* Begin EXERCISE DATA *

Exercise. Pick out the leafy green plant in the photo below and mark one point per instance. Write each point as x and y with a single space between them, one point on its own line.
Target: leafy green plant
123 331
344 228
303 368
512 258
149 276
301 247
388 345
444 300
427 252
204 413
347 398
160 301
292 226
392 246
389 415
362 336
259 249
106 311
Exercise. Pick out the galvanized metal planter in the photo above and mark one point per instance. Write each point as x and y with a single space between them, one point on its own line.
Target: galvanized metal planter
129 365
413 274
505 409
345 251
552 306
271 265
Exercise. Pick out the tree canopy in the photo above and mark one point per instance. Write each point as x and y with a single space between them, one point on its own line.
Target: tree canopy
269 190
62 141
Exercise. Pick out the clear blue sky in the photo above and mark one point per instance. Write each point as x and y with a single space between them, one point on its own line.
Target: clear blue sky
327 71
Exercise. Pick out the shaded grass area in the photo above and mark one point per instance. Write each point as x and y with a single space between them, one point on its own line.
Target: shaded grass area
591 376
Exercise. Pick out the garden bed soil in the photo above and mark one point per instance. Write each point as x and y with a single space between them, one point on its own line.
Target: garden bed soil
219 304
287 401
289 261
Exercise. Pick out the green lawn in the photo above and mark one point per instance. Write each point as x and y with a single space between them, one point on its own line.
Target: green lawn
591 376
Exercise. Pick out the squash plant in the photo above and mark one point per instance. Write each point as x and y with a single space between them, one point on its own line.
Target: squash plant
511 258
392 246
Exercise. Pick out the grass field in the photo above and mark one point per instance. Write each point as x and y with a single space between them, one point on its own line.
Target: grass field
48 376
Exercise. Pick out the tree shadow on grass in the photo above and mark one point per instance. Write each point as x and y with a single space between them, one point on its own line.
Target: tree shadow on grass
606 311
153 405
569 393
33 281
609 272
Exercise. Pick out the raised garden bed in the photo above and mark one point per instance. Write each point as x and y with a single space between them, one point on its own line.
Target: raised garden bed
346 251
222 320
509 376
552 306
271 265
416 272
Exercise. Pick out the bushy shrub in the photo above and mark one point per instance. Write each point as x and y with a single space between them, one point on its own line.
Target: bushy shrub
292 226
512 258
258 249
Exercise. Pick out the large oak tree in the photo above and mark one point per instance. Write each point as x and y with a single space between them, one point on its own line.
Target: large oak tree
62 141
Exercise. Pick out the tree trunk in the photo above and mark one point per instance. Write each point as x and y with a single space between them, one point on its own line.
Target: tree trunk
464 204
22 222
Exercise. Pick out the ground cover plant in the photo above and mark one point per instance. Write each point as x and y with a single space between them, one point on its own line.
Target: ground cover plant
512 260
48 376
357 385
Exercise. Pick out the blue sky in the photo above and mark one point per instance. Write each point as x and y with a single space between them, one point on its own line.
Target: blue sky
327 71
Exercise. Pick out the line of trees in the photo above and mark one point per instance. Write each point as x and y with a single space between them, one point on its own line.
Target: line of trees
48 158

* End EXERCISE DATA *

Output exactly the lines between the one containing "Exercise. Pick out the raised" and the final line above, both inclusive.

● **FULL OUTPUT**
Exercise. Pick out the raised garden bed in the photo above and mark one point per instance. Write each point as x and y with a single space between them, one point on its own line.
Target: raised garden bed
346 251
222 320
509 376
552 306
271 265
416 272
Exercise. Pick out the bushy shrub in the photo above and mark one point per instance. Write each point as x and y with a single space between them, one point on its own line.
Target: bushy shrub
292 226
512 258
258 249
Exercise. Pick out the large oak tree in the photo above and mark one point per instance. Write each point as x and y with a single space between them, one point on its own line.
Target: large oak tree
62 141
Exercise. Pick out the tree trunk in the photo above and mark one point per instance. Write each point as x and y with a single space between them, one point on its own line.
Target: tree trunk
464 204
22 222
Exercise. Pick out the ground cover plant in the photo above and mark one point per instance. Write each point as x and y with a single space between them, one point on its own line.
Target: ground cover plant
512 260
48 376
357 385
Exercise. Pick out the blue sky in the photo above and mark one point per instance. Write each point as x and y with a single space between them, one point on its own line.
Target: blue sky
327 71
Exercise. Pick out the line of trees in the photo above and mark one point per instance. Write each point as x and y with a single space between them, one point on its own line.
Target: line of trees
48 158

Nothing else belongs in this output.